## Document section:
-*-
Tight-curled Sandra a.k.a. Coach B. (Stephanie Wright Thompson) leads the Mathletes, never changes out of her bright white reeboks, and maintains a stiff composure even when triple-dipping into the holiday Hawaiian punch. Her stoic straight-talk veneer is subtly interrupted by periodic tics, as if she’s being invisibly bit by a tiny bug. Her performance, and the acting across the company, is incredibly consistent and strong. The ensemble is at once equally committed to the veracity of their roles— characters deftly touching caricature— and to the cause of commemorating Mary and raising funds for their current student athletes.

I wondered if the generational references would falter, or fail to carry the show at some point in the hour and forty-five minutes, or if I would eventually tire of the cynicism-free “mm-kay, I like your idea but my concern is…” zone of the five teachers gathered to balance budgets and brainstorm themes (like one based on a Genesis concept album). But, the veneer of convivial camaraderie finally breaks-down. Ken’s overhead tutorial on the capabilities of the Businesscon 16 phone incites a collapse in process, and the show’s overt crisis—they don’t have enough volunteers to cover Ken’s “do more” inspired contribution of more phone lines. In part, Ken and Julie’s marital troubles, revealed in glimpses, seeps into the group dynamic. Ken falls apart, indicts David and the rest of the committee for being condescending. They take a few more “real-time” breaks. All this and the telethon ends up cancelled due to a winter storm. Brenda returns to work for the last meeting, in iconic Sally Jessy Raphael red glasses, and together they muster the energy to prepare for next year, collectively pausing to fathom the edge of the decade— 1990. Weird.

A dramatic tone poem, so thick on atmosphere, I still worried toward the end about the thinness of the arc, the shallowness of its depths. Sure, I enjoyed myself but I didn’t know exactly why, or what for. But then, after the door shuts and the lights go down on the last meeting, the TV pops on and we see a few short minutes of home video footage of a young girl, hamming it up for the camera, interspersed with track scenes of shot-putters, long-jumpers and runners. We’ve been, we now realize, miles away from Mary, the tragically killed track star at the heart of their efforts.
-*-
## Excerpted data:
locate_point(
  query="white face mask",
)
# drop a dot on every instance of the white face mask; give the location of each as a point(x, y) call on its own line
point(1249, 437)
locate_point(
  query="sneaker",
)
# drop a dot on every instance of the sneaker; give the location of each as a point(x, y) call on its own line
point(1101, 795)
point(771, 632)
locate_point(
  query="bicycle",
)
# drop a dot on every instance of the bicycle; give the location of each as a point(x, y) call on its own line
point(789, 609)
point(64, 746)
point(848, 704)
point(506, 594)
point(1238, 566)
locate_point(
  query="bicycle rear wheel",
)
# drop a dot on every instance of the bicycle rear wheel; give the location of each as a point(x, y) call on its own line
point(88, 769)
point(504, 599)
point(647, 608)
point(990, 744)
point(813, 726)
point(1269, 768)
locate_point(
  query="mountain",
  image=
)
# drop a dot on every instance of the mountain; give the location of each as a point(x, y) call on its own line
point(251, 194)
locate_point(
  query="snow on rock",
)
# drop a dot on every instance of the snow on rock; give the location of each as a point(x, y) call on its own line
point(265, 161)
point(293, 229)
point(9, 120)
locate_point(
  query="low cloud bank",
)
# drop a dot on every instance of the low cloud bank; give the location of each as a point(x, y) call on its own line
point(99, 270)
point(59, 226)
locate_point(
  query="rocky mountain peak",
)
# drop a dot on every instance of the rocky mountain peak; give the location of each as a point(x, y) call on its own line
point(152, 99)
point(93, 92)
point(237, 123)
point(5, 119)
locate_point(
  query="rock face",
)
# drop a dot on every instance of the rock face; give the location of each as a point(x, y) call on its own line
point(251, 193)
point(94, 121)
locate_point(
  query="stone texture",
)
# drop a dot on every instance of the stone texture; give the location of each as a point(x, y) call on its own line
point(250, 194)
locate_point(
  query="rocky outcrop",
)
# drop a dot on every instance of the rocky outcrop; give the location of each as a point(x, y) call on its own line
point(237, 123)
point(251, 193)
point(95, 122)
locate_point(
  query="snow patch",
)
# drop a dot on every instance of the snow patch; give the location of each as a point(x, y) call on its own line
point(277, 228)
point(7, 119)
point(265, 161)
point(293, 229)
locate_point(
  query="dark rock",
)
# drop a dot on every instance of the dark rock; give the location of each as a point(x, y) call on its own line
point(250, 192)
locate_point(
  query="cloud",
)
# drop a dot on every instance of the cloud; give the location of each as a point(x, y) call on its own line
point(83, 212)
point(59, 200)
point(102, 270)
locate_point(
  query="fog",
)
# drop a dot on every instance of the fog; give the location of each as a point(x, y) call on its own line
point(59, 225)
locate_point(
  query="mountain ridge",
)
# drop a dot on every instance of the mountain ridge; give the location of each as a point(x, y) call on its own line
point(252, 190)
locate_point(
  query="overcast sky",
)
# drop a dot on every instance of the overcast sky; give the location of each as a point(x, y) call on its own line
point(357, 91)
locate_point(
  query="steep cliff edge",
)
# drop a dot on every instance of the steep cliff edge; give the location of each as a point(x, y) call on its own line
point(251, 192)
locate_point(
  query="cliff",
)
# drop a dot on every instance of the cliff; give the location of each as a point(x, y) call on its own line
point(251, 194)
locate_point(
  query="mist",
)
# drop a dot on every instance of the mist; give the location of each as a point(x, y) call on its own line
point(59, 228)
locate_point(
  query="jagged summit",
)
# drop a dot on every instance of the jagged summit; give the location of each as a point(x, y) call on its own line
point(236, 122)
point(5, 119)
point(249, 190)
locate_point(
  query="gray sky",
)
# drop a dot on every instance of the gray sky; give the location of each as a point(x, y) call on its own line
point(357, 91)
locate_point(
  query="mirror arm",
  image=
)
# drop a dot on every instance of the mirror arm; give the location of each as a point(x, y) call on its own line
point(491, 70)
-*-
## Explore the material:
1/ Copy the stretch of the theater review from "A dramatic tone" through "of their efforts.".
2/ Write the next part of the theater review, picking up after its final sentence.

## Answers by item:
1/
A dramatic tone poem, so thick on atmosphere, I still worried toward the end about the thinness of the arc, the shallowness of its depths. Sure, I enjoyed myself but I didn’t know exactly why, or what for. But then, after the door shuts and the lights go down on the last meeting, the TV pops on and we see a few short minutes of home video footage of a young girl, hamming it up for the camera, interspersed with track scenes of shot-putters, long-jumpers and runners. We’ve been, we now realize, miles away from Mary, the tragically killed track star at the heart of their efforts.

2/
Ultimately, the show’s relentless commitment to detail and unflagging performances succeeds as its own kind of marathon: a non-stop, perpetual motion, long and exhausting effort to honor Mary, but also, perhaps to commemorate something else that inevitably gets lost in the process, in processes, and over time.

I tried to memorize all of the words to “It’s the end of the world as we know it.” Back then, I couldn’t google the lyrics, so I wrote them on a piece of notebook paper and listened to it over and over again. Equally obsessive, “Miles for Mary” stages the mundane efforts to honor, year after year, a child’s life while also invoking another less tangible loss– the particular technological, psychological, and political zeitgeist of a moment that some of us once lived through. Maybe that’s why the performative political urgency of those two songs raced to mind.

The Mad Ones bring us to the precipice of the 90s— the time before the indelible experiential changes brought on by the Gulf War, Rodney King, 9/11, Facebook, orange alerts, the global financial crisis, Obama, Bin Laden, cyber terror, Trump terror, iPhone touch ID. Running a few steps beyond realism, the engrossing documentarian details bring us back so that we might feel this moment again. When perhaps, at least in hindsight, at least in our nostalgic naïve imaginations, such an earnest face-to-face commitment to a single cause, in a single room, for a single kid just might prevail.